[What you have to do] Can you copy out every line of the data below, requests included, multiplying each bounding-box coordinate in the answers by 0.35 and rounding to whole numbers with halves rounded up? Leave every number outside the answers unchanged.

[Given records]
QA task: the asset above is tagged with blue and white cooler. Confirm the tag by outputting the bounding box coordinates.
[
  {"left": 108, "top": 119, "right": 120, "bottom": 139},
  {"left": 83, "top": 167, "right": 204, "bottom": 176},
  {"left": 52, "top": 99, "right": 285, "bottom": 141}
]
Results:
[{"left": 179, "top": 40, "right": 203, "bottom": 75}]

[Result]
QA task: the asset above is tagged with blue and white cooler. Confirm the tag by outputting the bounding box coordinates.
[
  {"left": 108, "top": 119, "right": 120, "bottom": 139},
  {"left": 83, "top": 167, "right": 204, "bottom": 176},
  {"left": 52, "top": 99, "right": 285, "bottom": 141}
]
Results:
[{"left": 63, "top": 14, "right": 71, "bottom": 26}]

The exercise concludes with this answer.